EXCERPT PROVIDED -

★ ★ ★ ★ ★ ★ ★

Articles

10/29/2021

Sustainable Care for Cerebral Palsy: Examining the Components of Complex Care and Inclusive Communities

Often characterized by mobility, balance speech, and other difficulties, life with cerebral palsy certainly comes with a lot of challenges – but it is not impossible. With access to essential supports like sustainable care, affordable housing, and accessibility technology, there are meaningful opportunities in a city like Toronto to build an inclusive community for individuals with cerebral palsy.

The case for inclusion and accessibility is strong, growing more pressing every day. Cerebral palsy is the most common motor disability in childhood, which requires a strong support system that is embedded in an inclusive and accessible community. This means, individuals and their families should have access to therapies, assistive technology, and affordable care and housing in order to thrive.

When fully supported, individuals with cerebral palsy can take active part in an inclusive, neurodiverse society where they can develop skills and talents, access opportunities for learning and employment like their peers, and model the strength of genuine diversity and inclusivity – a measure that still currently overlooks the needs of persons with disabilities.

Let’s take a look at the components of a sustainable care model for individuals with cerebral palsy that includes affordable housing and opportunities for independent living:

Therapies for Cerebral Palsy

Typical care models for cerebral palsy include a regimen of therapies that target physical, behavioural, and speech challenges faced by individuals and their families. These therapies form part of a coordinated treatment plan that aim to reduce the impact of disability and the likelihood of developing associative conditions.

★ ★ ★ ★ ★ ★ ★

REQUIRED ACTIONS -
(a) What does the article on cerebral palsy care name as the most common motor disability in childhood?
(b) Transcribe the cerebral palsy care article word for word, starting at "Typical care models" and ending at "developing associative conditions.".
(c) Go on with the article on sustainable care for cerebral palsy, picking up after its final sentence.

★ ★ ★ ★ ★ ★ ★

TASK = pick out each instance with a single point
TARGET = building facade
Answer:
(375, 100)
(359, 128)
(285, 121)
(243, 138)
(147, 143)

★ ★ ★ ★ ★ ★ ★

ANSWERS BY TASK -
(a) Cerebral palsy.

(b)
Typical care models for cerebral palsy include a regimen of therapies that target physical, behavioural, and speech challenges faced by individuals and their families. These therapies form part of a coordinated treatment plan that aim to reduce the impact of disability and the likelihood of developing associative conditions.

(c)
A well-rounded, non-institutional therapy regimen provides not only physical benefits, such as managing spasticity, contractures, and muscle tone, but also improves quality of life, thanks to mental, emotional, and social benefits.

Therapy regimens for cerebral palsy include physical therapy, occupational therapy, behavioural therapy, and speech and language therapy. These can also be implemented along with surgery, assistive technology, and complementary drug therapies and interventions. There is also a family-centred care model which recommends counseling for parents and caregivers to support their health and well-being, as well as nutrition education to ensure that dietary needs are met.

Assistive and Accessibility Technologies

Also known as adaptive technologies, these devices are designed to improve the capabilities of individuals with cerebral palsy. With various improvements in technology over time, these devices and equipment have become increasingly powerful in helping individuals thrive and improve their quality of life. These break down barriers that individuals with cerebral palsy face at home, school, and in the community, and serve as an important step forward to achieve equal opportunities for success.

Here are commonly used assistive technologies by individuals with cerebral palsy:

  • Mobility: These include wheelchairs, scooters, walkers, orthotics, and walking aids like special footwear. These mobility devices help reduce the physical challenges of cerebral palsy, and promote mobility and better balance and posture.
  • Communication: Many individuals with cerebral palsy face speech and language difficulty, which impacts their ability to express themselves and interact with others. Adaptive communication devices such as picture books, writing and typing aids, voice synthesizers, and other software can aid in producing speech, facilitating social relationships, and building self-confidence.
  • Environmental: As cerebral palsy impacts motor function, many individuals face challenges in interacting with, and controlling their environment. Tasks such as turning on lights, TVs, and other appliances require coordinated motor function to complete. Touchscreen and voice-activated controls can make these environments accessible.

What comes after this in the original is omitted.